▶ _Work item_: What follows is a set of entries. Repeat them exactly, but not their pictures.

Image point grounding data
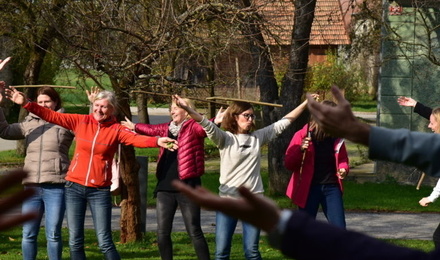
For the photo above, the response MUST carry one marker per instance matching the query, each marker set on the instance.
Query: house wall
(405, 71)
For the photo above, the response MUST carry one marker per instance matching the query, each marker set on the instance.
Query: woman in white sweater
(240, 159)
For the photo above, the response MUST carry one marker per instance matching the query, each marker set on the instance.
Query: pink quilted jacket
(191, 152)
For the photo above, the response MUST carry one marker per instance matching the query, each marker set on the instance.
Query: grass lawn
(10, 248)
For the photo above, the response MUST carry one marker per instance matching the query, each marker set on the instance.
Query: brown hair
(52, 93)
(189, 102)
(319, 134)
(229, 122)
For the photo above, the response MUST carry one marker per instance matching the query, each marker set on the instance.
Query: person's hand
(406, 102)
(16, 96)
(254, 209)
(4, 62)
(341, 173)
(305, 143)
(130, 125)
(14, 200)
(220, 114)
(92, 93)
(339, 121)
(167, 143)
(424, 202)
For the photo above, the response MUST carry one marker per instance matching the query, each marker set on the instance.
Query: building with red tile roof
(329, 29)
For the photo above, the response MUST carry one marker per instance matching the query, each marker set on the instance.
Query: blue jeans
(48, 201)
(166, 205)
(329, 196)
(225, 227)
(99, 200)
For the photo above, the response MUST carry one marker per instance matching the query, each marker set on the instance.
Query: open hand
(127, 123)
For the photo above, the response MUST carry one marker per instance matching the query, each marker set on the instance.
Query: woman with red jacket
(89, 176)
(319, 162)
(187, 164)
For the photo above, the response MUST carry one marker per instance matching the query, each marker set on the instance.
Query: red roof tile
(328, 27)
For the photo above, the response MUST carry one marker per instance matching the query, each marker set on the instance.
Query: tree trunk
(131, 229)
(291, 92)
(130, 221)
(265, 76)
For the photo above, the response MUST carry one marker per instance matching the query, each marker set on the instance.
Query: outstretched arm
(339, 120)
(419, 108)
(296, 112)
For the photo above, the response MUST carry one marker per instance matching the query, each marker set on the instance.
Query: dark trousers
(436, 237)
(166, 205)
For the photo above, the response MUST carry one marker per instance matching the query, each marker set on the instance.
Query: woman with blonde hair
(89, 176)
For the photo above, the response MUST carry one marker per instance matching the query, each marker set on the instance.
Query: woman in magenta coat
(188, 165)
(319, 162)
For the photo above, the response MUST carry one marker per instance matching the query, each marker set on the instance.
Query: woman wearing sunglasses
(240, 160)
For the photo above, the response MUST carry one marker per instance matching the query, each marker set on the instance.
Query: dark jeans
(99, 200)
(166, 205)
(436, 237)
(329, 196)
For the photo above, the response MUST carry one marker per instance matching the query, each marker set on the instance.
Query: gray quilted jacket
(47, 147)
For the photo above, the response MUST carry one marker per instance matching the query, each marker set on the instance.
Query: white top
(240, 156)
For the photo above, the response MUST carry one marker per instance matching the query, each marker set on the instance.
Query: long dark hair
(229, 122)
(52, 93)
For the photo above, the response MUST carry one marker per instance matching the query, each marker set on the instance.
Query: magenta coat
(191, 152)
(299, 184)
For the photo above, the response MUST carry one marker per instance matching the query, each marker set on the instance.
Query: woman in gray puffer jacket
(47, 161)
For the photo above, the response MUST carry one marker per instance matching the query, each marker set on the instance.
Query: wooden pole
(169, 95)
(245, 100)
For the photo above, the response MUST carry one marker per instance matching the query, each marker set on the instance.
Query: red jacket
(191, 152)
(96, 144)
(299, 185)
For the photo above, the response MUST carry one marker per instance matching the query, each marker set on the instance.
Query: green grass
(147, 248)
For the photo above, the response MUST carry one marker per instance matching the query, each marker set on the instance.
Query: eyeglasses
(247, 116)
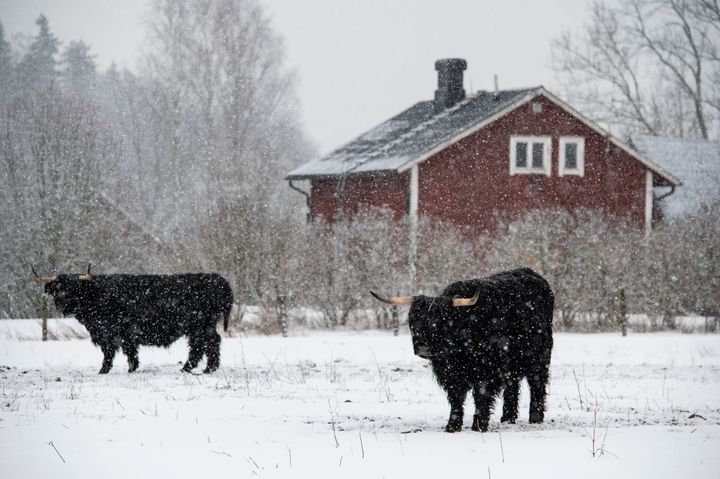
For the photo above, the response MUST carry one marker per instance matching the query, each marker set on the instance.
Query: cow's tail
(226, 318)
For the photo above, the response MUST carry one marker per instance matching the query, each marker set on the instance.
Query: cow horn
(86, 277)
(42, 279)
(395, 301)
(458, 302)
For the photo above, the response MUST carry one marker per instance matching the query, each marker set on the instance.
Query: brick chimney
(450, 83)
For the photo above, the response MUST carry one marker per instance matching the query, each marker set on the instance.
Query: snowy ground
(351, 405)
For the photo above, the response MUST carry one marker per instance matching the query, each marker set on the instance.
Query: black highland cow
(126, 311)
(487, 343)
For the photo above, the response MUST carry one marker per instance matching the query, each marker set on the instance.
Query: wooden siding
(469, 183)
(333, 197)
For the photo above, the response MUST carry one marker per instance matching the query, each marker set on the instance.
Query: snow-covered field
(351, 405)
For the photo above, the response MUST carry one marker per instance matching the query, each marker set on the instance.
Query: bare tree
(648, 66)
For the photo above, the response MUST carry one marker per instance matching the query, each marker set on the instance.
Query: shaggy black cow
(125, 311)
(486, 343)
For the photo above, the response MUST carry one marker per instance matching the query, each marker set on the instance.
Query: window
(530, 155)
(572, 156)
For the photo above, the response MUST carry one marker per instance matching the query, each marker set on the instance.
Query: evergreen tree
(79, 71)
(37, 70)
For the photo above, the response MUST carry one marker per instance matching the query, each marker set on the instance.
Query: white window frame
(546, 141)
(579, 170)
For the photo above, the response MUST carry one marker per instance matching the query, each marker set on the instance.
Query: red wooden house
(475, 159)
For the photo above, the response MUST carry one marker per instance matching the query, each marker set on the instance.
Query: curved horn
(42, 279)
(459, 302)
(395, 301)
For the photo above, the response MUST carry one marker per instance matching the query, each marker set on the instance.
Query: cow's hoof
(453, 427)
(479, 425)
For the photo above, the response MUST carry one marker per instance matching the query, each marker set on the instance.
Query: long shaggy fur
(489, 347)
(126, 311)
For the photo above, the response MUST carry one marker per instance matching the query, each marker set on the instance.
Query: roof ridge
(417, 128)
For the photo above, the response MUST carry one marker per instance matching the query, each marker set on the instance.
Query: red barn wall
(469, 183)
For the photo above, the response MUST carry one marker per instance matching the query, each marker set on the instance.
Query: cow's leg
(484, 394)
(109, 349)
(537, 380)
(212, 352)
(197, 346)
(456, 397)
(510, 400)
(130, 350)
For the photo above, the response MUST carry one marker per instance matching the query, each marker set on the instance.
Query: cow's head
(429, 318)
(69, 291)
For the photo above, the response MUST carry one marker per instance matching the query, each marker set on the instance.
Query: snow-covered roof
(411, 135)
(695, 162)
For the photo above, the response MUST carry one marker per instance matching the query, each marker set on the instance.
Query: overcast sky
(358, 62)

▶ _Result of this task_:
For the photo above, the response MUST carry one marker per instance matching the query, each marker set on the instance.
Query: house wall
(405, 71)
For the photo above, the response MUST carry one marker per instance matching the query, each marker set on the instance.
Query: woman in white sweater
(240, 159)
For the photo above, the response MUST carry one marker per instance matching the query, each marker set on the instance.
Query: pink quilted jacket
(191, 152)
For the photo above, the response MUST carry one marker per instance matching the query, each marker set on the instance.
Query: grass lawn
(10, 248)
For the photo above, the response MUST carry one marker per instance matching the query, each marker set on the instance.
Query: brown hair
(52, 93)
(189, 102)
(319, 134)
(229, 122)
For the photo above, the response MUST carry one marker per instance matching the query, each marker set on the instance.
Query: person's hand
(406, 102)
(16, 96)
(254, 209)
(4, 62)
(341, 173)
(305, 143)
(130, 125)
(14, 200)
(220, 114)
(92, 93)
(339, 121)
(167, 143)
(424, 202)
For the photo above, the response MUST carry one marker per instance matching the query, each marker set on the instance.
Query: building with red tile roof
(329, 29)
For the photo above, the response MUST carry one marker per instance matching the query, each marker set on the instance.
Query: blue jeans
(48, 201)
(166, 205)
(329, 196)
(225, 227)
(99, 200)
For the photo above, the response MUST carry one marker per instance matching the query, each marker set on the instance.
Query: open hand
(127, 123)
For the photo above, the response MUST carry one marker per instance matching the query, each marker set on the instance.
Query: woman with red jacket
(89, 176)
(319, 162)
(187, 164)
For the photo above, the response MUST carry one marker per instance matching the query, each marker set on the instance.
Query: red roof tile
(328, 27)
For the photo above, the response MUST carry one marker per instance matching the query, each marker set on the instance.
Query: tree trunk
(131, 229)
(291, 92)
(130, 221)
(265, 76)
For the photo above, the response MUST carry one marker per instance matching the query, each marker set on the instance.
Query: outstretched arm
(339, 120)
(419, 108)
(296, 112)
For the photo above, the response MUST carry one marker per instance matching the query, each marker set on the instance.
Query: dark trousers
(436, 237)
(166, 205)
For the photo above, the response MUST carry one marker per instance matching the query, each marker set on the instance.
Query: woman with blonde hair
(89, 176)
For the photo above, the response MUST carry one marker per instance matching the query, each marker set on the instance.
Query: woman in magenta coat
(188, 165)
(319, 162)
For the photo above, the response MUST carry one marker per instance matching the query, each marker set on the instance.
Query: woman wearing sunglasses
(240, 160)
For the photo above, the response MUST carry one marker per instance matching the query, each marker set on the instance.
Query: dark jeans
(99, 200)
(166, 205)
(436, 237)
(329, 196)
For the photo above, the response MUST carry one marker per instance matching the query, each marker set on the instance.
Query: gray quilted jacket
(47, 147)
For the photo above, the response MUST carry one marker per instance matching the query, each marker set on the instance.
Query: white top
(240, 156)
For the photo above, the response MUST carry one marker per instance matching the query, each marker set on the instance.
Query: long dark hair
(229, 122)
(52, 93)
For the photo above, the response MUST carry one marker per instance matching the query, each marker set on the instance.
Query: magenta coat
(191, 152)
(299, 184)
For the photo above, the response MUST carry one marker per instance matching the query, each marker set on the instance.
Query: woman in gray puffer jacket
(47, 161)
For the photo above, the response MUST carry one marker per instance matching the query, each marker set on the instance.
Query: wooden pole
(169, 95)
(245, 100)
For the photo above, the response MUST carry one marker per instance matching the query, each marker set on the instance.
Query: red jacket
(191, 152)
(96, 144)
(299, 185)
For the photo above, the response MUST carry one marker per instance matching the query, each marker set on the instance.
Query: green grass
(147, 248)
For the photo above, the response MUST carry one marker per instance matching the query, each marker set on the instance.
Query: eyeglasses
(247, 116)
For the photo above, the response MUST carry one marker per instance matching the query, each marker set on the instance.
Query: cow's tail
(226, 318)
For the photo above, the response MUST carry one marker per instance matching the query, each marker set on the instance.
Query: cow horn
(86, 277)
(42, 279)
(395, 301)
(458, 302)
For the photo above, the response MUST carry one marker per instance matching the query, each marker set on the instance.
Query: brick chimney
(450, 83)
For the photo above, the response MUST carry one marker per instance matching the query, each marker set on the instance.
Query: snowy ground
(351, 405)
For the photo above, the response MUST carry one marker per instance matching the query, each marker set on the instance.
Query: black highland cow
(126, 311)
(487, 343)
For the photo above, the response MUST carry one marker per instance matching the query, each marker set on the instance.
Query: wooden siding
(469, 183)
(333, 197)
For the photo above, the response MUST carry one marker per instance matching the query, each marker set on the instance.
Query: snow-covered field
(351, 405)
For the photo above, the response MUST carry one marker per instance matching the query, each marker set on the instance.
Query: bare tree
(648, 66)
For the photo above, the response MUST carry one marker per instance matching the query, each marker set on the instance.
Query: shaggy black cow
(125, 311)
(486, 343)
For the photo above, the response MUST carry one marker per instance matching the query, each marker set on the instance.
Query: window
(530, 155)
(572, 156)
For the photo above, the response MUST carry one marker per instance matching the query, each marker set on the instance.
Query: evergreen tree
(79, 71)
(37, 70)
For the photo above, the response MUST carry one marker per instance matching the query, each marker set on the instance.
Query: white window frame
(546, 141)
(579, 170)
For the photo above, the response MUST carry one marker per instance matching the query, each marker set on the instance.
Query: red wooden house
(475, 159)
For the photo above, the response MUST carry one marker per instance matching the query, each marker set on the instance.
Query: curved horn
(42, 279)
(459, 302)
(395, 301)
For the photo above, the response MUST carry one marker per instance matching the query, each marker set on the instance.
Query: cow's hoof
(453, 427)
(479, 425)
For the photo above, the response MUST carry one marker per instance matching the query, each marker set on the instance.
Query: long shaggy fur
(489, 347)
(126, 311)
For the photo above, the response MUST carry one marker per instance matching the query, each marker set on the instance.
Query: roof ridge
(417, 128)
For the photo above, the response MUST carry one marker per instance matching the query, each marker set on the instance.
Query: red barn wall
(469, 183)
For the photo above, the response MUST carry one marker per instance matching the query, each marker set on the instance.
Query: cow's leg
(484, 394)
(109, 349)
(537, 380)
(212, 352)
(197, 346)
(456, 397)
(510, 400)
(130, 350)
For the photo above, the response MUST carry one marker per instance matching the query, each marker set on the instance.
Query: cow's head
(429, 318)
(69, 291)
For the photo above, the response MUST carry one marker per instance matching the query, each marker set on the instance.
Query: snow-covered roof
(411, 135)
(695, 162)
For the photo above, the response MUST carry one marker per instance matching the query, each marker set on the instance.
Query: overcast sky
(358, 62)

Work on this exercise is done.